• **Tasks**:
a: Write out the stretch from "A: The issue" through "growth are marital." in the Florida divorce column, word for word.
b: Pick up the Florida divorce column on the 401K account and keep writing from its last sentence.

• **Supplied passage**:
Divorce Florida Style

Q: I am fifty-five years old, and have been working for the same chain of hotels for most of my thirty-year career.  I started at the registration desk, and now manage a resort hotel in south Florida.

I have been paying into a 401K since I started.   My employer based the 401K on my voluntary contribution and a small match.  Shortly after I started, I was notified that the 401K had been revised to the type of plan, which allowed me to make investment choices, from time to time.

Through the years, with the advice of investment advisors, I occasionally changed my investment portfolio to keep up with the economic times, and remain diversified.  The account was reasonably successful.  Even after the recent down turn, I have well over a million dollars in my account.

When I was fifty, I married for the first time.  During our five-year marriage, I continued to change my retirement portfolio each year during the “open periods”, upon the advice of my investment advisor.

Now I am a fifty-year-old man with many things I never had before: a house, a two-year-old daughter, and a young wife who is divorcing me and trying to take a fifty percent interest in my entire 401K.  Her lawyer claims that because I personally invested my account the whole account is marital.

My lawyer thinks we can defeat the claim in court, and that her only interest in the plan would be based on contributions during the marriage, and the growth of those contributions.  Since the 401K plan represents my only savings, and my security I am very concerned in the outcome.  What are my chances of defeating her claim?

A: The issue for the judge to decide, as framed by your Wife’s lawyer’s claim, appears to be whether or not your expenditure of “marital labor” spent in investing your 401K account was substantial enough to have converted some or all of that account from being non-marital property to marital property.

The account now has two separate components; the sums that you invested before the marriage, and its growth, and the sums you invested after the marriage, and its growth.  There is a strong presumption that your wife has no interest in the sums you deposited before the marriage. The funds that you contributed to the plan after the marriage and its growth are marital.

• **Dataset entries**:
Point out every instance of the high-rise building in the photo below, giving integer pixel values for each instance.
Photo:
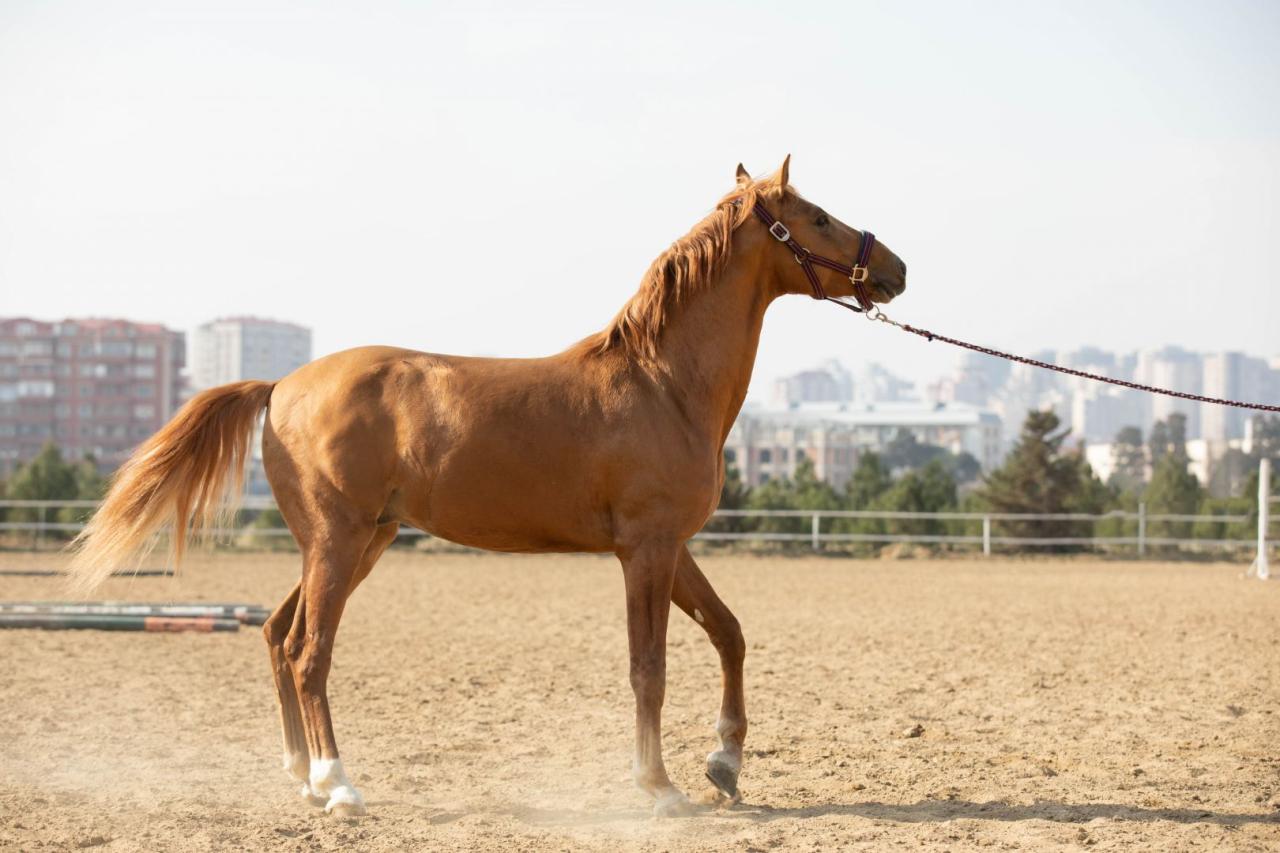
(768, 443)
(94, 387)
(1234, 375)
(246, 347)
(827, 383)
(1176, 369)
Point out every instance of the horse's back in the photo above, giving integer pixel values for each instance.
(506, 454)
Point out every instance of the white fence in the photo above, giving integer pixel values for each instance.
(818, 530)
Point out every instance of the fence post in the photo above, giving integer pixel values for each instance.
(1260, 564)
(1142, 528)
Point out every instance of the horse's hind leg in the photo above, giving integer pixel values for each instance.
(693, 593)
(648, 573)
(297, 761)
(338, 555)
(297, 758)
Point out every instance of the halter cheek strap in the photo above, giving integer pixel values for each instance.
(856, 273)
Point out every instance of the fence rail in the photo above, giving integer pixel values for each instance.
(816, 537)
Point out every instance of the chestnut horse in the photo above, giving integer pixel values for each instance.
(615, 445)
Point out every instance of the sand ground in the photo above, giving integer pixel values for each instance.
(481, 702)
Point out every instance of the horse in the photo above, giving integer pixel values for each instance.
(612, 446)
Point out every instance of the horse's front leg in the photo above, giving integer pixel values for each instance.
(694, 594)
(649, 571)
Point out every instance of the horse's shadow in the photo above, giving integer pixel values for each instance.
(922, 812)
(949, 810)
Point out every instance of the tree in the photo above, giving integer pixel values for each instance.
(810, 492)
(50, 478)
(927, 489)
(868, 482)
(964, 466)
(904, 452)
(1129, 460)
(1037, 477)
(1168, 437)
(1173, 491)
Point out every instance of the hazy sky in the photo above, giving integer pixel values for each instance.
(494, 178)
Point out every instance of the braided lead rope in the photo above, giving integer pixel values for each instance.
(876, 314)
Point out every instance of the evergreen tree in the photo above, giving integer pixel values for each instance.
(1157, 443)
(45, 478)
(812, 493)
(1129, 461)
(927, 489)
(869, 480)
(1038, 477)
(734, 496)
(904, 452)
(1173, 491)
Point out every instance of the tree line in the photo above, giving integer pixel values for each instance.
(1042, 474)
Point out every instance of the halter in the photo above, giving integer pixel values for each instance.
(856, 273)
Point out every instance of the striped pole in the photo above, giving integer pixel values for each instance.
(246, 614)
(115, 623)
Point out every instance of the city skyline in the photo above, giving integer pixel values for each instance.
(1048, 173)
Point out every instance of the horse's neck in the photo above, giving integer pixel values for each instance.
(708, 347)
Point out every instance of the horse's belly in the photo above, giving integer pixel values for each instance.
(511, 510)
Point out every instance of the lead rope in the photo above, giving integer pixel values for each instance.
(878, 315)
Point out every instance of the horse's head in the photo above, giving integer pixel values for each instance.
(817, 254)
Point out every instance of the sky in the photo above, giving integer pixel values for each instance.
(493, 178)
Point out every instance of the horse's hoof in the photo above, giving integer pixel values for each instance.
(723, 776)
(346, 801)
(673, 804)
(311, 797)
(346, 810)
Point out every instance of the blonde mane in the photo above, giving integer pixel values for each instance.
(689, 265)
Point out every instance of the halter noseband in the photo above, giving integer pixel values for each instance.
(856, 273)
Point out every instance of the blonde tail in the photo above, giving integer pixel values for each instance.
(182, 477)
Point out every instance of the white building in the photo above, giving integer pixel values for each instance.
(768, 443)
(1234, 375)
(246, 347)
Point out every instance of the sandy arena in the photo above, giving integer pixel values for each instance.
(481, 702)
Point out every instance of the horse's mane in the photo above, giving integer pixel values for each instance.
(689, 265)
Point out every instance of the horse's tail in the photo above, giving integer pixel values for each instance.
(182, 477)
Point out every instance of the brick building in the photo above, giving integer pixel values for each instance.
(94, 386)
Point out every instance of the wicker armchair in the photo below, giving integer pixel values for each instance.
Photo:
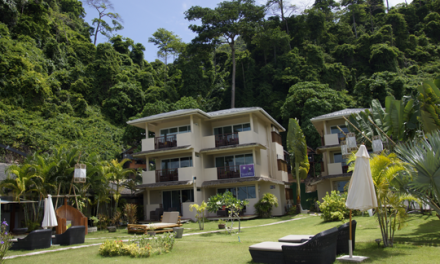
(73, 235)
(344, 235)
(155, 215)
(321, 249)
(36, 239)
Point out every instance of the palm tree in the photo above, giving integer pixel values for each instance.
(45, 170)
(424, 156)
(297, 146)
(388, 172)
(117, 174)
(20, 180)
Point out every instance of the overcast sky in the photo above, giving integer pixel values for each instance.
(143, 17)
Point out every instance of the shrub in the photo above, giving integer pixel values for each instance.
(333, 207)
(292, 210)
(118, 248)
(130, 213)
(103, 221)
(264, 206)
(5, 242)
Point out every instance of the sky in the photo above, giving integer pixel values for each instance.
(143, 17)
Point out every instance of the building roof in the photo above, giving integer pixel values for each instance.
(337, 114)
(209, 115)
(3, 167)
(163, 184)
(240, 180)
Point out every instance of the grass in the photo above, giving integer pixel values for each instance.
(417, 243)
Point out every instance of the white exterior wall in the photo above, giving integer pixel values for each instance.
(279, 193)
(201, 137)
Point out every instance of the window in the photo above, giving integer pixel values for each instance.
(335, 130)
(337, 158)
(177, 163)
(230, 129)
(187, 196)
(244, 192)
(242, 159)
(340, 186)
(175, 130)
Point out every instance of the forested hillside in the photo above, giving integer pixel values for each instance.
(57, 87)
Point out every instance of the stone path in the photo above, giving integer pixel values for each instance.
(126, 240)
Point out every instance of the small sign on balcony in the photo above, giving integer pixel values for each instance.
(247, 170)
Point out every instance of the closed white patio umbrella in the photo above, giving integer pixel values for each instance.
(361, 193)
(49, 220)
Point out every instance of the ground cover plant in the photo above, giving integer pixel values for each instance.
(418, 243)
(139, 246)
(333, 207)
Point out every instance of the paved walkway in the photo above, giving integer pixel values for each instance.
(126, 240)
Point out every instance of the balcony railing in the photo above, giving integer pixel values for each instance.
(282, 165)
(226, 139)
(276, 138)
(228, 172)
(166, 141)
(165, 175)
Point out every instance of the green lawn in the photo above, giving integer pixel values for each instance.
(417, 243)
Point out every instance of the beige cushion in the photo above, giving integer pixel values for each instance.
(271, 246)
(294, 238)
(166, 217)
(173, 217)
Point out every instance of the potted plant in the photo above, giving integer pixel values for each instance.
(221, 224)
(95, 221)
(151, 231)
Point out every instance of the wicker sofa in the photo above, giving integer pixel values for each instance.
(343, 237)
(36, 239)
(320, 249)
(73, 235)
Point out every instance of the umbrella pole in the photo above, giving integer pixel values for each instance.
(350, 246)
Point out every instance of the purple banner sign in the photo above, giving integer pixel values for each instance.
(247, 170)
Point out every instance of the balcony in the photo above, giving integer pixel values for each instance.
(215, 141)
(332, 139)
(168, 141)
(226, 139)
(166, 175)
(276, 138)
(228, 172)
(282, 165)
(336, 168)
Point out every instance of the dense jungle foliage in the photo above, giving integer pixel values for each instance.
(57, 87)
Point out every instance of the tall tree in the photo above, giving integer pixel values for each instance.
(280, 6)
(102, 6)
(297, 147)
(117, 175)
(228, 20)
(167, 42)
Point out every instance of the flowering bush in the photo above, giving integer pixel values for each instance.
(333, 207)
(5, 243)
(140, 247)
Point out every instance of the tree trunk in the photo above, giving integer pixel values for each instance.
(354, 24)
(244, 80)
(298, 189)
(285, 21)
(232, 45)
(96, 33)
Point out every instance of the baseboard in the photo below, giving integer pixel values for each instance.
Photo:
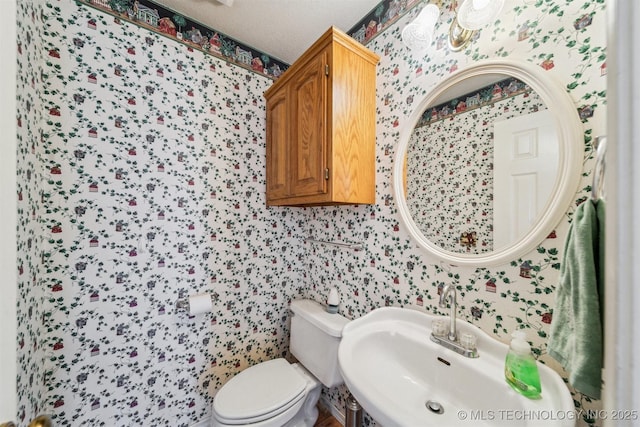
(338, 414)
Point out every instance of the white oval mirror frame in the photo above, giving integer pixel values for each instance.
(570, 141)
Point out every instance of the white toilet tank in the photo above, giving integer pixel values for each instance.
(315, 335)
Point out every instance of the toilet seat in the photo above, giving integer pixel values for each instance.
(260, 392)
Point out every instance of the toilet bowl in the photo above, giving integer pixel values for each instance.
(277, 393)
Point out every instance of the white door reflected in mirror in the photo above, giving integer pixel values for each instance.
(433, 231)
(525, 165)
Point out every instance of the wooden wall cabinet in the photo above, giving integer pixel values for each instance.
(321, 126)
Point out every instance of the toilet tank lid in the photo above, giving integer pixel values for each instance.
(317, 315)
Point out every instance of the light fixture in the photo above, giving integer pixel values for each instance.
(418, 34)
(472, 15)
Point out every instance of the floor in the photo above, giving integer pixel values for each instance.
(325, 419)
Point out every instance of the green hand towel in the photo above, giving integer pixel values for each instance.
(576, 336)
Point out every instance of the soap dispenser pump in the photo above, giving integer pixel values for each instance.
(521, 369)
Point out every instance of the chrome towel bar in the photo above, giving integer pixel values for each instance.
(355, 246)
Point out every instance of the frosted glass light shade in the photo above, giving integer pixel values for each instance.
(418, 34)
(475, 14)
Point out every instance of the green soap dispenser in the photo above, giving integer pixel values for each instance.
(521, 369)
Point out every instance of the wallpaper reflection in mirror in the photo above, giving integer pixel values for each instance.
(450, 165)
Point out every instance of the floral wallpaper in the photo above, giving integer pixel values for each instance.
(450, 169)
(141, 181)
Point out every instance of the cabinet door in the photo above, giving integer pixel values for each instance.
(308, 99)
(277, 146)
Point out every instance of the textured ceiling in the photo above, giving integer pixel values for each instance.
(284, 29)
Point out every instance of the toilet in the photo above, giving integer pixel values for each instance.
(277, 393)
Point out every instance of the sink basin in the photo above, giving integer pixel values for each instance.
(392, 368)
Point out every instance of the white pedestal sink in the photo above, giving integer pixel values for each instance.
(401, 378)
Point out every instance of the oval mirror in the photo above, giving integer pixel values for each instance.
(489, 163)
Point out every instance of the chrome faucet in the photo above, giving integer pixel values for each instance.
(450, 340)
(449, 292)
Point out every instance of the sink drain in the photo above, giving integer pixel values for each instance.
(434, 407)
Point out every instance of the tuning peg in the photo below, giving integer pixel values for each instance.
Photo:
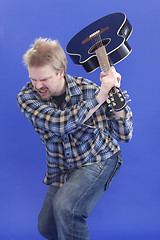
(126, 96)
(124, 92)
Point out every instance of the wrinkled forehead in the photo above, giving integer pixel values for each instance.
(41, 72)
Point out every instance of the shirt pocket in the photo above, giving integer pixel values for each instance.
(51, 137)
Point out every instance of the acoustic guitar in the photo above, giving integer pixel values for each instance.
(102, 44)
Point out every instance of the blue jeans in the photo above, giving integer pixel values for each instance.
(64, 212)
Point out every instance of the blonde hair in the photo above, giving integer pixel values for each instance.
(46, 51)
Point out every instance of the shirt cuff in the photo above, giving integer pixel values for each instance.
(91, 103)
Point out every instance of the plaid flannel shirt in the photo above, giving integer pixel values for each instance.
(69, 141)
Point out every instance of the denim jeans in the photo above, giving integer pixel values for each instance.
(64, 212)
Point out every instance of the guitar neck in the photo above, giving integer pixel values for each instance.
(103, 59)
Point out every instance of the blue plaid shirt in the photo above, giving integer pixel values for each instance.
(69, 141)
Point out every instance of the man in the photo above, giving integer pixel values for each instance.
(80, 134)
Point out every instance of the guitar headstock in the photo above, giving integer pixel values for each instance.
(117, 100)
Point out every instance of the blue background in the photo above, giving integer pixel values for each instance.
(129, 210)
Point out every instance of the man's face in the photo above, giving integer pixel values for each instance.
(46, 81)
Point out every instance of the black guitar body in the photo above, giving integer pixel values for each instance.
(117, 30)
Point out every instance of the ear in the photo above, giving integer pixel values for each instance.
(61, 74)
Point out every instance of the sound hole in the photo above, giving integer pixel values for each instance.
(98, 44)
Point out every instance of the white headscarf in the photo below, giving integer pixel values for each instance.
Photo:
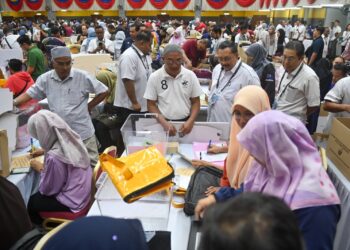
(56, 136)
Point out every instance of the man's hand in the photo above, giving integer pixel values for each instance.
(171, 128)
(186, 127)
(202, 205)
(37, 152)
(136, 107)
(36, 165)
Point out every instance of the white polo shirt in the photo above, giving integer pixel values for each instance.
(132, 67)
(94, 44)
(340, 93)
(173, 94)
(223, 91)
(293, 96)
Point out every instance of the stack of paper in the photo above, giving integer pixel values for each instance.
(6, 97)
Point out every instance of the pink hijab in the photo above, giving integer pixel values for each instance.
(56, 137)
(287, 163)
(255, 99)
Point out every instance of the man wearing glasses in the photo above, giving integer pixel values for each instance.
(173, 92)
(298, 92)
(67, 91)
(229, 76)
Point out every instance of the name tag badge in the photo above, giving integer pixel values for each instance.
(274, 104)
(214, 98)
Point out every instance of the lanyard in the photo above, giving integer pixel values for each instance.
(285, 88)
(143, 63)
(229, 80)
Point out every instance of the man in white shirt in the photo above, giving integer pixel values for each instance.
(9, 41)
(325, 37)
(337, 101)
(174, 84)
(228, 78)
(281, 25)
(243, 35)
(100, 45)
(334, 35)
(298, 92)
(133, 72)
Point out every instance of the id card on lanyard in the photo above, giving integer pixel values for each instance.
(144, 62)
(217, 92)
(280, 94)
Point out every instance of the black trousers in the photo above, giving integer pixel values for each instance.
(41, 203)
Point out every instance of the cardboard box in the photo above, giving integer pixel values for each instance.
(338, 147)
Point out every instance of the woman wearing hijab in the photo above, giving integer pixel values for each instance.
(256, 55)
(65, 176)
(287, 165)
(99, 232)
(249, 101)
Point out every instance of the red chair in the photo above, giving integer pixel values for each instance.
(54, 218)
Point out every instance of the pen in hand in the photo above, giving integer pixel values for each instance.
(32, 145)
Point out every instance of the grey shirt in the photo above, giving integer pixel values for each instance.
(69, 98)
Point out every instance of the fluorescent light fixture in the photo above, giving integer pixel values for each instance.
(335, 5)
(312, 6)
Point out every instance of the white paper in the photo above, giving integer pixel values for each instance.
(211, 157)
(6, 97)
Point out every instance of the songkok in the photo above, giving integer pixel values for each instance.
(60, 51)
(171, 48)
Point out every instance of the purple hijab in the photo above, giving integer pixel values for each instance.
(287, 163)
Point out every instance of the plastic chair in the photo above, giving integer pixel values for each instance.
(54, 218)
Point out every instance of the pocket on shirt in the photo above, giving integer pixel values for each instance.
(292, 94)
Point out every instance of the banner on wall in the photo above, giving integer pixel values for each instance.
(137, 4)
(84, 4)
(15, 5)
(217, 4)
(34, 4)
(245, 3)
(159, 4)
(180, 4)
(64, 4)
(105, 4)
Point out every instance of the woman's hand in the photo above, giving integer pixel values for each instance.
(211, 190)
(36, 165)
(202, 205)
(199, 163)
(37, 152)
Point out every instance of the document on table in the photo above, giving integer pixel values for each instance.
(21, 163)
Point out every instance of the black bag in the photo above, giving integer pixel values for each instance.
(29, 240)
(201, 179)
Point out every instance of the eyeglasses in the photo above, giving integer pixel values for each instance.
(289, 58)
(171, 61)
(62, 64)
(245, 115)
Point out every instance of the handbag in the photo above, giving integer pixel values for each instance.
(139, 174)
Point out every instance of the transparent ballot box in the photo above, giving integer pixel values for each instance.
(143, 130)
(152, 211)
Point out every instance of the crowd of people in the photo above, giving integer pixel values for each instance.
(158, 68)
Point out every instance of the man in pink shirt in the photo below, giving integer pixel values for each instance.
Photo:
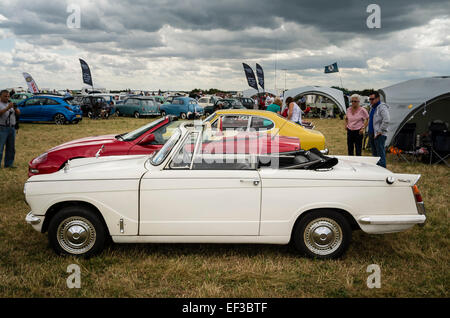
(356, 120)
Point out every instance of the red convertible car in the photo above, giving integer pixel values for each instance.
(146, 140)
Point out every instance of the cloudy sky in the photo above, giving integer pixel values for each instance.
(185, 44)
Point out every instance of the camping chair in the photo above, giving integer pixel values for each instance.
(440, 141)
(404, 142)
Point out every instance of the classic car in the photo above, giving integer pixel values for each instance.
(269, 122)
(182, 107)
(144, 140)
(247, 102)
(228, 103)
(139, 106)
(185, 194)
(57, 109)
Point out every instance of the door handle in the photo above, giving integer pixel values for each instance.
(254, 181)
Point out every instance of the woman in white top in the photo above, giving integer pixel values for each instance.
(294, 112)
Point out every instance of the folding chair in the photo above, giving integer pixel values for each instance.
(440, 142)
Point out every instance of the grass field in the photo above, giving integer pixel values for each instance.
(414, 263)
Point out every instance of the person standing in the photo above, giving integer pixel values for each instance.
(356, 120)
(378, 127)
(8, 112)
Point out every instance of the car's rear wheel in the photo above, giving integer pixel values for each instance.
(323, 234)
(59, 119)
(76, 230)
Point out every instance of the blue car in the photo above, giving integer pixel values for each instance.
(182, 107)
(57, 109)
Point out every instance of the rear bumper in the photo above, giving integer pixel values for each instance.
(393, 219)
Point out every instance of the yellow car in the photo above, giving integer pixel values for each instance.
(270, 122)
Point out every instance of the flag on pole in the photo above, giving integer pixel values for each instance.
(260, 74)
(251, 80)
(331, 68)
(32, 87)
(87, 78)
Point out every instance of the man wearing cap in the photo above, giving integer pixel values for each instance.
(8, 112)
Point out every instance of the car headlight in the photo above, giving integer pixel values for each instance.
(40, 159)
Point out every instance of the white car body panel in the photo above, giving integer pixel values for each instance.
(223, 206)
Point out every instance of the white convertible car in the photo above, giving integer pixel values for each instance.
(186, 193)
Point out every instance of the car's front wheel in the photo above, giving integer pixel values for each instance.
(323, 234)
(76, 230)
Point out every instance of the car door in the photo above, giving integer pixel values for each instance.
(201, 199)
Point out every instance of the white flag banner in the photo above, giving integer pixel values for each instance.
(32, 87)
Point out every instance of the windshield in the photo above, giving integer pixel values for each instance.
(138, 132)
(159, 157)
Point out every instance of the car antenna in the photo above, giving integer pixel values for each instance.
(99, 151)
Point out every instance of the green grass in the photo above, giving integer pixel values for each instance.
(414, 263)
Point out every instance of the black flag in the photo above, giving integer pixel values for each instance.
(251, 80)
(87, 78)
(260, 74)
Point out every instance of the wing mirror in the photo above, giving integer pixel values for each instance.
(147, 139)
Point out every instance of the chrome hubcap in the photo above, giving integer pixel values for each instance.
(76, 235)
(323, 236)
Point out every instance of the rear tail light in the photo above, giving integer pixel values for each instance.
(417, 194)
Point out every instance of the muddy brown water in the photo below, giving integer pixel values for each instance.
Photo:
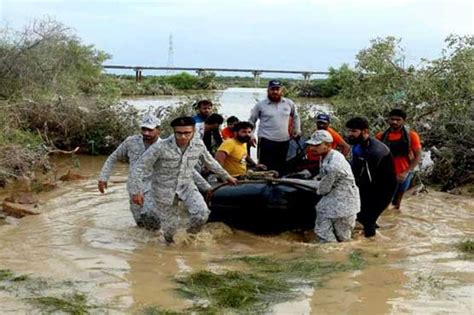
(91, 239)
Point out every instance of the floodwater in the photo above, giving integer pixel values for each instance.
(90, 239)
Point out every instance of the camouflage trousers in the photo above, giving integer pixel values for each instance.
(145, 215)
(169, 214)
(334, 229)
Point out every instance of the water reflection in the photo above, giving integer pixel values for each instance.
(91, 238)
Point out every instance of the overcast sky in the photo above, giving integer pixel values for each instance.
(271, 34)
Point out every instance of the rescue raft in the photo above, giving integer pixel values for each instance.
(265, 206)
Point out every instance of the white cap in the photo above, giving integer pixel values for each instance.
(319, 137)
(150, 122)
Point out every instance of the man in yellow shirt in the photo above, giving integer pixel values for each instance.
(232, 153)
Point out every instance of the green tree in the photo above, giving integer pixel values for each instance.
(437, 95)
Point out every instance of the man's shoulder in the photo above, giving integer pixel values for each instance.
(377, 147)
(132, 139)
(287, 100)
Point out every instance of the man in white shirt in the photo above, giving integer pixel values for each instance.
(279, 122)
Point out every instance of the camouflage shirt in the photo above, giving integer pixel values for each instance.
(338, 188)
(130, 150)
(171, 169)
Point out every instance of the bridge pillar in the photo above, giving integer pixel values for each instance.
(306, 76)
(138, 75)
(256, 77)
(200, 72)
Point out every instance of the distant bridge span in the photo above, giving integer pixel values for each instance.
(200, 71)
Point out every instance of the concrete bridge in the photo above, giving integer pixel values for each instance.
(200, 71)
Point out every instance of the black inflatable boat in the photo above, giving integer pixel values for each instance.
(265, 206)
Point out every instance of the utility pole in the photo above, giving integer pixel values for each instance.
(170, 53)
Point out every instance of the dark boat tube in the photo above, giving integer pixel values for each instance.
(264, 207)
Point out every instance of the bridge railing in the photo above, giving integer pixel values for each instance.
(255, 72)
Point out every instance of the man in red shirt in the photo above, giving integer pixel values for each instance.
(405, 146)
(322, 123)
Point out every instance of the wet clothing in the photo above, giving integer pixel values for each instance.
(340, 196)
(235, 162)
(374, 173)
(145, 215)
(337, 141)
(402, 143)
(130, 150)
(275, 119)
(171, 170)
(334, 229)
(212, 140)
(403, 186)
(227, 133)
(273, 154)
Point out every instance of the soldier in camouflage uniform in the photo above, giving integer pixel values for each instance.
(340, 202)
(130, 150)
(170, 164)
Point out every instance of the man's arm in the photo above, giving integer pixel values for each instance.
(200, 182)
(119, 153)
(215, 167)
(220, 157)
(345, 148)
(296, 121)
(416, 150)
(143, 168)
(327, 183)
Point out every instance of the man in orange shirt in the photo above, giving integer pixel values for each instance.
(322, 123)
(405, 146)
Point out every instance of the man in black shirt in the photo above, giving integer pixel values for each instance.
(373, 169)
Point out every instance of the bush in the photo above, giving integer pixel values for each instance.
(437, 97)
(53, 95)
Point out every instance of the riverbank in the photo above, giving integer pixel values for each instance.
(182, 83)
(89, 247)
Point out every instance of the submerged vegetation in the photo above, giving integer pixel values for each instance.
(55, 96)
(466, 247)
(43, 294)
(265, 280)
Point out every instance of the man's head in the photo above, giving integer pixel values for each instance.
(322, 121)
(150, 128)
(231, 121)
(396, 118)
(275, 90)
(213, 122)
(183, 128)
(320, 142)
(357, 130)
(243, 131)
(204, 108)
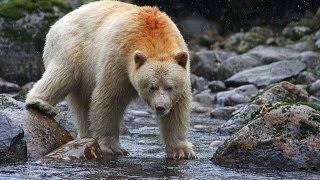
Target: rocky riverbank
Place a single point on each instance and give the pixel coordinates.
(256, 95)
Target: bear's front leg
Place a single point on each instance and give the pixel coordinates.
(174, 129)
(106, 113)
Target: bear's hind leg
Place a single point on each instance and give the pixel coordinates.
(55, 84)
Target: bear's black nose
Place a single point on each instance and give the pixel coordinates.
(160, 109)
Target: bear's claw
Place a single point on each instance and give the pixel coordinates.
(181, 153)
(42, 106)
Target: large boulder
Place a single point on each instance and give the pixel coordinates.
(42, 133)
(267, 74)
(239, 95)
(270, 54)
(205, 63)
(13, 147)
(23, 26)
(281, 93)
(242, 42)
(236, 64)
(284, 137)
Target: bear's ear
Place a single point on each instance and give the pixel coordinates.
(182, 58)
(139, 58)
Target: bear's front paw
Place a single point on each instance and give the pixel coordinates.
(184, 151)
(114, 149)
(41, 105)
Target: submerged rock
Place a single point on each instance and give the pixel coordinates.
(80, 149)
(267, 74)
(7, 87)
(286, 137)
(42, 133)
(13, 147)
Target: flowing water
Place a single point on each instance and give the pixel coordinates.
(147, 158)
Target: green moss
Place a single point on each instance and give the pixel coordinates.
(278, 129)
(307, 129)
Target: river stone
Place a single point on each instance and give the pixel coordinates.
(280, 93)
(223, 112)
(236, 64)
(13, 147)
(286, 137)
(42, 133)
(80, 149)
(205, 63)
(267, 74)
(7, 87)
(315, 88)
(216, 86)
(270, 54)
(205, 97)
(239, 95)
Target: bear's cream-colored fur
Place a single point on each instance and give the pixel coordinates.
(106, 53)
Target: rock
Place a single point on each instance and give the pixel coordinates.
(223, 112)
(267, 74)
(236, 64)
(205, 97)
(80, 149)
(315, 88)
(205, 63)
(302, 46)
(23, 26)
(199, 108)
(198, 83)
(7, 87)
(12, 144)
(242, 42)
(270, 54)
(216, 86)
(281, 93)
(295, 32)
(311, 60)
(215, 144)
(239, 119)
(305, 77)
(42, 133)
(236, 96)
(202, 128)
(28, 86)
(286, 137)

• **Answers by task**:
a:
A: The issue for the judge to decide, as framed by your Wife’s lawyer’s claim, appears to be whether or not your expenditure of “marital labor” spent in investing your 401K account was substantial enough to have converted some or all of that account from being non-marital property to marital property.

The account now has two separate components; the sums that you invested before the marriage, and its growth, and the sums you invested after the marriage, and its growth.  There is a strong presumption that your wife has no interest in the sums you deposited before the marriage. The funds that you contributed to the plan after the marriage and its growth are marital.

b:
If, during the marriage you spent a substantial amount of time in your formulation and execution of investment decisions concerning your entire 401K, your wife might have a valid claim in the appreciation of the entire account during the marriage.  However, it is not likely that she could convert your entire 401 K into marital property.

Claims of this nature can be made with regard to retirement or non-retirement accounts. Your wife and her counsel will have burden of proof to establish that the marital labor, and not market conditions caused the run-up in the value of your account after the marriage.

To meet the burden of proof they would have to show the amount of time and effort you took in making your investment decisions; IE. Did you study the individual investments offered, or merely take the advice of your advisor.  Did you make few changes or many changes?

Your account changes were limited to those offered by the plan, and you state that you relied upon your investment advisor.  You have not indicated any unusual amount of time spent in making these regular adjustments. If all that is true, your wife’s interest in the accounts will probably be limited to the amount that you contributed during the marriage, and its appreciation.

Michael H. Gora has been certified by the Board of Specialization of The Florida Bar as a specialist in family and matrimonial law, and is a partner with Shapiro Blasi Wasserman & Gora P.A. in Boca Raton.  Questions may be submitted to Mr. Gora at mhgora@sbwlawfirm.com.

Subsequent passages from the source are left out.